▶ EXTRACTED TEXT
»»
Hindi and indic Scripts (Digital Library)

Unicode is advertised as a uniform way of representing all the characters used in all the world’s languages. Unicode fonts exist and are installed as standard with most commercial word processors and Web browsers. It is natural for people—particularly people from Western linguistic backgrounds— to assume that all problems associated with representing different languages on computers have been solved. Unfortunately, today’s Unicode-compliant applications fall far short of providing a satisfactory solution for languages with intricate scripts.

We use Hindi and related Indic scripts as an example. As Table 8.1 shows, the Unicode space from 0900 to 0DFF is reserved for ten Indic scripts. Although many hundreds of different languages are spoken in India, the principal officially recognized ones are Hindi, Marathi, Sanskrit, Punjabi, Bengali, Gujarati, Oriya, Assamese, Tamil, Telugu, Kannada, Malayalam, Urdu, Sindhi, and Kashmiri. The first 12 of these are written in one of nine writing systems that have evolved from the ancient Brahmi script. The remaining three, Urdu, Sindhi, and Kashmiri, are primarily written in Persian Arabic scripts, but can be written in Devanagari, too (Sindhi is also written in the Gujarati script). The nine scripts are Devanagari, Bengali, Gujarati, Oriya, and Gurmukhi (northern or Aryan scripts), and Tamil, Telugu, Kannada, and Malayalam (southern or Dravidian ones). Figure 8.8 gives some characters in each of these scripts. As you can see, the characters are beautiful—and the scripts differ radically from each other. Unicode also includes a script for Sinhalese, the official language of Sri Lanka.


Hindi, the official language of India, is written in Devanagari (pronounced Dayv’nagri, with the accent on the second a), which is used for writing Marathi and Sanskrit as well. (It is also the official script of Nepal.) The Punjabi language is written in Gurmukhi. Assamese is written in a script that is very similar to Bengali, but it has one additional glyph and another glyph that is different. In Unicode, the two scripts are merged, with distinctive code points for the two Assamese glyphs. Thus the Unicode scripts cover all 12 of the official Indian languages that are not written in Persian Arabic. All these scripts derive from Brahmi, and all are phonetically based. In fact the printing press did not reach the Indian subcontinent until missionaries arrived from Europe. The languages had a long time to evolve before they were fixed in print, which contributes to their diversity.

ISCII: Indian Script Code for Information Interchange

During the 1970s the Indian Department of Official Languages began working on devising codes that catered to all official Indic scripts. A standard keyboard layout was developed that provides a uniform way of entering them all.

Examples of characters in indic scripts

Figure 8.8: Examples of characters in indic scripts

Despite the very different scripts, the alphabets are phonetic and have a common Brahmi root that was used for ancient Sanskrit. The simultaneous availability of multiple Indic languages was intended to accelerate technological development and to facilitate national integration in India.
««
▶ Entries on locating named things
»»
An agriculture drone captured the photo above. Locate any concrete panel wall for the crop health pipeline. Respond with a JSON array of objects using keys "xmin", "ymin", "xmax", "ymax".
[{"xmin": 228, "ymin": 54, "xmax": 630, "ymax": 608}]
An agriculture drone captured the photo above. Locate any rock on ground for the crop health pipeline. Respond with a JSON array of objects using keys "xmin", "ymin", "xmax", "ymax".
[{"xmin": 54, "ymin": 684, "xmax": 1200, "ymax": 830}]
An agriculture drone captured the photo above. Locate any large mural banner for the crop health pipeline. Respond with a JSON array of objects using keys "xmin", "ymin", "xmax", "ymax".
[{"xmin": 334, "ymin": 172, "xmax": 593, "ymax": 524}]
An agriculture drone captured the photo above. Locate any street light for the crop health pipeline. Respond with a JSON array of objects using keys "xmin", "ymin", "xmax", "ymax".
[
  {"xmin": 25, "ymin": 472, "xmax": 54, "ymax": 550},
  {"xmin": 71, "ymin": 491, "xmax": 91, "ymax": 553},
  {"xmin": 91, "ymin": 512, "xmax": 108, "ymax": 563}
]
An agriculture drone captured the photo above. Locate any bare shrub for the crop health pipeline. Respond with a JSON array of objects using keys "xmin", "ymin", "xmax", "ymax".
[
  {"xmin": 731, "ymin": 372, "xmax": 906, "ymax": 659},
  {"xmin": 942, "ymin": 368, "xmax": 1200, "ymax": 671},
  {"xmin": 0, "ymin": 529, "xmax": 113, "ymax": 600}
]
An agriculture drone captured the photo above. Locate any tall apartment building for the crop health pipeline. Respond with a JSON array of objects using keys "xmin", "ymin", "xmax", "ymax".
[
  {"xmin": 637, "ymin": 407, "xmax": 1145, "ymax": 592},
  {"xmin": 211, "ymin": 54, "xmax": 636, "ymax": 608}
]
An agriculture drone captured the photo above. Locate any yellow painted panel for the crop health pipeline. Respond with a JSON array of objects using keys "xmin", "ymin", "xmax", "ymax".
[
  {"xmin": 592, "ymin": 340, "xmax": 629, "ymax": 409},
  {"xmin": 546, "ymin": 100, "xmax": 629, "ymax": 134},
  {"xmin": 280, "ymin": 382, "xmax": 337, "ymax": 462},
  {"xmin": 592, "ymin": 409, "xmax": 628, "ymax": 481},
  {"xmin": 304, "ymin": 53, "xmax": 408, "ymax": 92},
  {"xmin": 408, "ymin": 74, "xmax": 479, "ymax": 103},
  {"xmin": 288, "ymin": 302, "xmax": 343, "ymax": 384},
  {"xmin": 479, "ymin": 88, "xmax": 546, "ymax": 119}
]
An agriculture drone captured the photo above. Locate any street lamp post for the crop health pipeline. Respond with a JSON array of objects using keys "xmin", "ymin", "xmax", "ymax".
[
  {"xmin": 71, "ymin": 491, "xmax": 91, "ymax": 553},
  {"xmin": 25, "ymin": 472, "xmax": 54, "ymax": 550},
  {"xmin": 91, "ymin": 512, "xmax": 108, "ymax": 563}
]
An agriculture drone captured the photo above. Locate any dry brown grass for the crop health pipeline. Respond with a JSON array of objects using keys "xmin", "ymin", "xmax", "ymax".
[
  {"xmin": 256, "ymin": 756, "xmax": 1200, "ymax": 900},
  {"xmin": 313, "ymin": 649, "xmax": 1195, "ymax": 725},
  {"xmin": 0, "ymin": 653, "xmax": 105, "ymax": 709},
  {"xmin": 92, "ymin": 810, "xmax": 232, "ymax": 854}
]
««
▶ TO BE DONE
a. Change "dry brown grass" to "withered grass" in the listing, starting with the line that contains "An agriculture drone captured the photo above. Locate any dry" and going on through the end of the listing. Give those lines back with nothing else altered.
b. Write what comes next in the piece on Hindi and Indic scripts, picking up after its last sentence.

▶ TASK-BY-TASK RESULTS
a.
An agriculture drone captured the photo above. Locate any withered grass for the crop health pipeline. Respond with a JSON array of objects using keys "xmin", "ymin", "xmax", "ymax".
[
  {"xmin": 256, "ymin": 756, "xmax": 1200, "ymax": 900},
  {"xmin": 313, "ymin": 649, "xmax": 1195, "ymax": 725},
  {"xmin": 0, "ymin": 653, "xmax": 105, "ymax": 709},
  {"xmin": 92, "ymin": 810, "xmax": 232, "ymax": 854}
]

b.
The result was ISCII, the Indian Script Code for Information Interchange. Announced in 1983 (and revised in 1988), it is an extension of ASCII that places new characters in the upper region of the code space. The code table supplies all the characters required in the Brahmi-based Indic scripts. Figure 8.9a shows the ISCII code table for the Devanagari script. Tables for the other scripts in Figure 8.8 are similar but contain differently shaped characters (and some entries are missing because there is no equivalent character in that script). The code table contains 56 characters, 10 digits (in the last line of Figure 8.9a), and 18 accents and combining characters. There are also three special escape codes, but we will not delve into their meaning here.

Unicode for Indic scripts

The Unicode developers adopted ISCII lock, stock, and barrel—they had to, because of their policy of round-trip compatibility with existing codes. They used different parts of the code space for the various scripts, which means that (in contrast to ISCII) documents containing multiple scripts can easily be represented. However, they also included some extra characters—about 10 of them—that in the original ISCII design were supposed to be formed from combinations of other keystrokes. Figure 8.9b shows the Unicode code table for the Devanagari script.

Most of the extra characters give a shorthand for frequently used characters, and they differ from one language to another. An example in Devanagari is the character Om, a Hindu religious symbol:

Devanagari script: (a) ISCII; (b) Unicode (U+0900-U+0970); (c) code table for the Surekh font

Figure 8.9: Devanagari script: (a) ISCII; (b) Unicode (U+0900-U+0970); (c) code table for the Surekh font

Although it is not part of the ISCII set, it can be created from the keyboard by typing the sequence of characters (ISCII A8 A1 E9).

The third character (ISCII E9) is a special diacritic sign called the Nukta (which phonetically represents nasalization of the preceding vowel). ISCII defines Nukta as an operator used to derive some little-used Sanskrit characters that are not otherwise available from the keyboard, such as Om. However, Unicode includes these lesser-used characters as part of the character set (U+0950 and U+0958 through U+095F).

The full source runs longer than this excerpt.